== PROVIDED RECORDS
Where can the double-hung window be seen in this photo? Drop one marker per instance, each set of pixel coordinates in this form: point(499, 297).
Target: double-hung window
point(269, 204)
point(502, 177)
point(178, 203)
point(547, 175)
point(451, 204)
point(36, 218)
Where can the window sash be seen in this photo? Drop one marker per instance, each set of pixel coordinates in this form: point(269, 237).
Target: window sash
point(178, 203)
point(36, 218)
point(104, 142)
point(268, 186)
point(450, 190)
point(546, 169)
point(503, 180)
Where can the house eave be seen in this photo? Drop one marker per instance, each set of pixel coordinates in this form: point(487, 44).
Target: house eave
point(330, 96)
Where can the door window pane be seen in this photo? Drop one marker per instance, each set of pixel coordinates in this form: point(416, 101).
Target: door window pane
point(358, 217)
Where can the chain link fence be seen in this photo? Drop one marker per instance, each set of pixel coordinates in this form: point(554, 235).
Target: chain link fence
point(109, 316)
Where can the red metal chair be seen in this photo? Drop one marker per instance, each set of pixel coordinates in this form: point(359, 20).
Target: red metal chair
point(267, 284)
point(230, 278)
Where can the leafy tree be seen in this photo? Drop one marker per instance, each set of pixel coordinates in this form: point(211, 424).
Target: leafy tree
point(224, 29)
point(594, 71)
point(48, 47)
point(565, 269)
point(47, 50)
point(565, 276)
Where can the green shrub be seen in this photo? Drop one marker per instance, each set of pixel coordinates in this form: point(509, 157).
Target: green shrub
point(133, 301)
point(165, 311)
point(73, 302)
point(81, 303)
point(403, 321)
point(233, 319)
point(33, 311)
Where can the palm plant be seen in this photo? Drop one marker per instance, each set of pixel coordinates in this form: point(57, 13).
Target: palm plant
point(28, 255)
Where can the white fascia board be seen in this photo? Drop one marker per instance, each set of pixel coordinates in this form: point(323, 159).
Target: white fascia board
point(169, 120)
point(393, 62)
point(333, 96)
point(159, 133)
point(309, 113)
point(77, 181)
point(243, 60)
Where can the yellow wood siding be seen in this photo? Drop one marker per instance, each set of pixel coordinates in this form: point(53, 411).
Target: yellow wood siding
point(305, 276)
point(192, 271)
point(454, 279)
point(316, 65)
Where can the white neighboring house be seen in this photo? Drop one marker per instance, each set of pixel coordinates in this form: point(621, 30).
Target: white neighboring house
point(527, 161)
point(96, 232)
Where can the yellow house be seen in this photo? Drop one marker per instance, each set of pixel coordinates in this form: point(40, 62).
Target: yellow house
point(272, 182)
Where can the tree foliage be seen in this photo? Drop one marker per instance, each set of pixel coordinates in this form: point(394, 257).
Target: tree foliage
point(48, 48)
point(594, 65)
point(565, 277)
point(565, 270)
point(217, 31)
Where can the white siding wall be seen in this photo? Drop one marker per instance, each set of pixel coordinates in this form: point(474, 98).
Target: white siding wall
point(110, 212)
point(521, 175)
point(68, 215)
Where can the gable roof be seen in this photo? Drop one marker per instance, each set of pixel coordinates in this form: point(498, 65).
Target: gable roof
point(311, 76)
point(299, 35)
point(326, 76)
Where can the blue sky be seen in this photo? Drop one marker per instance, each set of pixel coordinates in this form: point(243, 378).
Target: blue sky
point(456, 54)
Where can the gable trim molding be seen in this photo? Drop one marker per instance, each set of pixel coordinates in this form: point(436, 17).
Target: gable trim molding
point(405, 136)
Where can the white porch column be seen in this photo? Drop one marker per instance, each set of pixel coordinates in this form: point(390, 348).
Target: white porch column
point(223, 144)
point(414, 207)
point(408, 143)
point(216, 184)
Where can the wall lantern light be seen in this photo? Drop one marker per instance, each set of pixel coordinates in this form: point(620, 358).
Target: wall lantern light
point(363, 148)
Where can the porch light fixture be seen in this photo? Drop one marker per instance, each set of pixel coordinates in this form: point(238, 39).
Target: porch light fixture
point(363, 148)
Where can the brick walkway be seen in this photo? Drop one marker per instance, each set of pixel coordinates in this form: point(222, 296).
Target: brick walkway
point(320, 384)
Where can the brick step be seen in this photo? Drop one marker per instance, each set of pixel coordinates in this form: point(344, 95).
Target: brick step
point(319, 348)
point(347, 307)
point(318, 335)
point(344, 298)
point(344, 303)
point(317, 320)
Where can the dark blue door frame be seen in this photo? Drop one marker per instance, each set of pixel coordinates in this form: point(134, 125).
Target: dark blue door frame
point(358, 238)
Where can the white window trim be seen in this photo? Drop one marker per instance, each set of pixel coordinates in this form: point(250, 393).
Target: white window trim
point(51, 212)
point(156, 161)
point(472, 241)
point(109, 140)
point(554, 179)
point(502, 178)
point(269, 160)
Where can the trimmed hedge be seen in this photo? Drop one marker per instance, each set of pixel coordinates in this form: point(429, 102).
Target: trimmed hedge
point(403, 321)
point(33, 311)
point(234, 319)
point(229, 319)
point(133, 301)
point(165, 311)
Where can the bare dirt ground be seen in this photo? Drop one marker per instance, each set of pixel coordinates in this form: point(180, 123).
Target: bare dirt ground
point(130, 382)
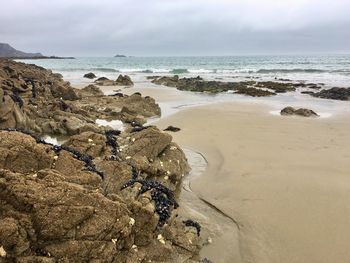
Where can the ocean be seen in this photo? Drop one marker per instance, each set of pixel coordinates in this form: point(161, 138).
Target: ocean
point(332, 70)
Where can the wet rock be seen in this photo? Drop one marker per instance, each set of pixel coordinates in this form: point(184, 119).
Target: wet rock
point(103, 81)
point(149, 142)
point(277, 87)
point(253, 92)
point(199, 85)
point(172, 129)
point(334, 94)
point(124, 81)
point(92, 90)
point(88, 143)
point(300, 112)
point(90, 75)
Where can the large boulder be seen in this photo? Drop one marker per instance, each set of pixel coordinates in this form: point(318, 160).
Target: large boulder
point(299, 112)
point(90, 75)
point(57, 207)
point(333, 93)
point(124, 81)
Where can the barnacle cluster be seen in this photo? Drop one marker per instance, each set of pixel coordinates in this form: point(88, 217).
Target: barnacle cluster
point(162, 196)
point(112, 140)
point(194, 224)
point(90, 166)
point(16, 98)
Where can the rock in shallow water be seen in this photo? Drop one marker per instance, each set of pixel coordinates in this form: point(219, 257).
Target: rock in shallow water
point(90, 75)
point(52, 210)
point(300, 112)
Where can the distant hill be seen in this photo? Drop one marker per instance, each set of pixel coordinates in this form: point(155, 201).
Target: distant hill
point(6, 51)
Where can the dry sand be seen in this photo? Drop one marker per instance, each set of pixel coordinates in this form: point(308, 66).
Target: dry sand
point(284, 180)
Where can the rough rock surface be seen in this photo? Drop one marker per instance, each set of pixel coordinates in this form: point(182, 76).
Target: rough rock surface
point(124, 81)
point(90, 75)
point(300, 112)
point(55, 210)
point(34, 99)
point(251, 88)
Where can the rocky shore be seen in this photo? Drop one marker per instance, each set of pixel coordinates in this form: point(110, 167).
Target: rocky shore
point(251, 87)
point(104, 195)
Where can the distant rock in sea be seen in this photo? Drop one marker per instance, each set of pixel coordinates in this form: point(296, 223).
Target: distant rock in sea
point(7, 51)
====
AIM
Copy out the listing above line for line, from start to finish, with no changes. Leave the pictures out of your copy.

FULL SOLUTION
Where can the double-hung window be seen in this photo? Drop one marker per instance, each set of pixel coordinates in this form: point(499, 297).
Target: double-hung window
point(269, 204)
point(502, 177)
point(178, 203)
point(547, 175)
point(451, 204)
point(36, 218)
Where can the window sash be seen in this photo? Drop one marker per instance, each set of pixel coordinates in this form: point(269, 237).
Target: window sash
point(178, 203)
point(36, 218)
point(104, 142)
point(268, 186)
point(450, 190)
point(546, 169)
point(503, 180)
Where can the house eave be seen in this photo? Drop one marker per instance, each set of pixel coordinates in this form: point(487, 44).
Target: house eave
point(330, 96)
Where can the door window pane be seen in this photo? Drop one marker per instance, each set of pixel coordinates in this form: point(416, 101).
Target: door window pane
point(358, 217)
Where can the chain link fence be seen in this photo? Drop one marker per instance, each set of pixel coordinates in this form: point(554, 235).
Target: chain link fence
point(109, 316)
Where can the red metal chair be seen in this photo? Drop one marker per instance, each set of pixel coordinates in this form: point(359, 20).
Target: red metal chair
point(267, 284)
point(230, 278)
Where can the leafy tree be seen in this photo? Drop one marker per instance, each set of pixel coordinates in this form: point(211, 424).
Target: leafy tree
point(224, 29)
point(594, 71)
point(48, 47)
point(565, 269)
point(47, 50)
point(565, 276)
Where can the green shrub be seen in this photo? Drop one marker per instance, each set of pixel coordinates in this form: point(509, 157).
Target: green shrub
point(133, 301)
point(165, 311)
point(73, 302)
point(81, 303)
point(403, 321)
point(233, 319)
point(33, 311)
Where can the palm plant be seen in this photo? Drop one marker per instance, each set of pixel coordinates in this form: point(57, 13).
Target: palm plant
point(28, 255)
Where can the white fascia board be seen in this photo? Drop one marker per instance, each set of pixel coordinates in this form: point(323, 159).
Target: white fascia board
point(169, 120)
point(393, 62)
point(333, 96)
point(159, 133)
point(309, 113)
point(77, 181)
point(243, 60)
Where can the yellow wood siding be seen in this photo? Drop one marker per instance, each set of pixel coordinates in this form: point(53, 411).
Target: yellow wood siding
point(305, 276)
point(192, 271)
point(454, 279)
point(316, 65)
Where can the white neighboring house be seen in this photo? Drop one marker per instance, each set of pixel coordinates in this form: point(621, 30).
Target: white neighboring house
point(527, 161)
point(96, 232)
Where can the yellow house be seen in this photo? Drop one marker per instance, each set of pixel coordinates in this form: point(40, 62).
Target: yellow house
point(272, 182)
Where can the tree foliage be seen in this photo? Drop one marker per instance, each set of pixel coordinates in this form: point(394, 257).
Target: tree foliage
point(48, 48)
point(594, 65)
point(565, 277)
point(565, 270)
point(217, 31)
Where can the white siding wall be seen in this photo? Drop one marker per instance, each set of pixel coordinates in this form: point(474, 98).
Target: white siding wall
point(110, 212)
point(521, 175)
point(68, 215)
Where can the gable roof be seen in this photo? Drop one marker per instance, each set of pixel coordinates in this form: point(498, 65).
Target: gable roof
point(311, 76)
point(299, 35)
point(326, 76)
Where can the blue sky be seen in this photo? Drop one marker per instance, each set of pixel coordinates in this form: point(243, 378).
Target: blue sky
point(456, 54)
Where can the gable trim molding be seen in this photo? Drop one marker per instance, each set of pixel coordinates in this form: point(436, 17).
Target: gable trim molding
point(405, 136)
Where can the white porch column be seen in this photo? Drop one marker per instance, each set of pixel coordinates in this form: point(390, 348).
Target: white porch column
point(223, 144)
point(414, 207)
point(408, 143)
point(216, 184)
Where can the wall lantern light be seen in this photo? Drop one marker per instance, each set of pixel coordinates in this form: point(620, 358).
Target: wall lantern light
point(363, 148)
Where can the porch light fixture be seen in this photo? Drop one marker per instance, each set of pixel coordinates in this form: point(238, 39).
Target: porch light fixture
point(363, 148)
Where can the brick walkway be seen in this photo? Drop one marker per instance, each set of pixel coordinates in this form: point(222, 296).
Target: brick walkway
point(320, 384)
Where can the brick step be seen in this photo? Drop one marker per instance, each set of pixel coordinates in this form: point(344, 95).
Target: brick step
point(319, 348)
point(347, 307)
point(318, 335)
point(344, 298)
point(344, 303)
point(317, 320)
Where can the dark blue door frame be seen in this photo? Drop one marker per instance, each set of pixel coordinates in this form: point(134, 125).
Target: dark blue door frame
point(358, 238)
Where can the white window trim be seen in this photo? Drop one marker per instance, each set of pixel coordinates in this form: point(250, 393).
Target: white window trim
point(51, 212)
point(156, 161)
point(472, 241)
point(109, 140)
point(554, 179)
point(502, 178)
point(269, 160)
Where can the trimmed hedge be seen in this photo? Drop one marker per instance, each set of pixel coordinates in this form: point(429, 102).
Target: trimmed hedge
point(403, 321)
point(33, 311)
point(234, 319)
point(229, 319)
point(133, 301)
point(165, 311)
Where can the bare dirt ground be seen in this photo? Drop one marker per instance, each set of pixel coordinates in this form: point(180, 123).
Target: bare dirt ground
point(130, 382)
Where can the ocean be seen in this photo? Drop one marker per instance, each set of pixel coordinates in this form: point(161, 138).
Target: ocean
point(332, 70)
Where can the wet rock be seen in this photo? Drop one marker per instance, each set of pixel coordinates in this form: point(184, 119).
Target: wet rock
point(103, 81)
point(149, 142)
point(277, 87)
point(253, 92)
point(199, 85)
point(172, 129)
point(334, 94)
point(124, 81)
point(92, 90)
point(88, 143)
point(300, 112)
point(90, 75)
Where can the large boulder be seen in this photo? Drop one marker per instance, each set of pixel coordinates in this form: point(318, 160).
Target: large boulder
point(299, 112)
point(90, 75)
point(57, 207)
point(333, 93)
point(124, 81)
Where can the barnacle cluster be seen in this photo? Drop one marker per instance, each set of pixel coordinates in this form: point(88, 217).
Target: barnacle cluster
point(162, 196)
point(112, 140)
point(194, 224)
point(90, 166)
point(16, 98)
Where can the rock in shallow water be seen in this photo? Drop one marker per instance, each set of pixel coordinates in this form: point(219, 257).
Target: rock in shallow water
point(90, 75)
point(52, 210)
point(300, 112)
Where can the distant hill be seen in this photo? Drop one marker per instance, each set of pixel coordinates in this form: point(155, 201).
Target: distant hill
point(6, 51)
Where can the dry sand be seen in this photo? Drop one marker per instance, each set of pixel coordinates in this form: point(308, 66).
Target: dry sand
point(284, 180)
Where can the rough rock surface be seen in this photo? Drop one marker per instance, each set of pixel coordinates in this form: point(182, 76).
Target: rough rock surface
point(124, 81)
point(90, 75)
point(300, 112)
point(55, 210)
point(34, 99)
point(251, 88)
Where can the rocky shore be seen in this photo? Drop one marker per instance, each set of pixel coordinates in this form: point(110, 167).
Target: rocky shore
point(251, 87)
point(104, 195)
Where can the distant rock in sea be seen in this photo? Drop one marker per instance, each set of pixel coordinates in this form: point(296, 223).
Target: distant rock in sea
point(7, 51)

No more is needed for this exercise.